[Position annotation records]

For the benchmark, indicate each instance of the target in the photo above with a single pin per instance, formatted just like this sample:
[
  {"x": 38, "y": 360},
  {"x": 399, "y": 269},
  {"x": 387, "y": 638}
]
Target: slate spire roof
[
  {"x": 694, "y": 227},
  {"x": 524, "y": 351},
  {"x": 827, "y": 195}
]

---

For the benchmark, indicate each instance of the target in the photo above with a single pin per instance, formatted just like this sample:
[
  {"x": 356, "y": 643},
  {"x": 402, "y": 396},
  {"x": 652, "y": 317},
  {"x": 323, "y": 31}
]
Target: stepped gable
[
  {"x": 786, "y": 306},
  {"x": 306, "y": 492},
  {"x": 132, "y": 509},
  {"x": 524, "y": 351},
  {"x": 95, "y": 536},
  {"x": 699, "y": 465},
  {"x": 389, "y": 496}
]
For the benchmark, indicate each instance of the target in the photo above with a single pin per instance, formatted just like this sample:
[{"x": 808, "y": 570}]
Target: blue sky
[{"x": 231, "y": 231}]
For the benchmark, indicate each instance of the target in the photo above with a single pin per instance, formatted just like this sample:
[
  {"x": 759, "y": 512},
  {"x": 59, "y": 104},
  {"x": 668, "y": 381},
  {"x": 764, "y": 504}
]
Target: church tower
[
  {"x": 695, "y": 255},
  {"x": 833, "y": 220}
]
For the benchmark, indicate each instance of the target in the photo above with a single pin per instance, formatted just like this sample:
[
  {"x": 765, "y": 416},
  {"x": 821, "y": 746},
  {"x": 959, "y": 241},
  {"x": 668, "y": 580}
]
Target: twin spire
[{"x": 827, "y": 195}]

Written problem
Show every line of the items above that contains the word "spire".

Output
Target: slate spire roof
Target: twin spire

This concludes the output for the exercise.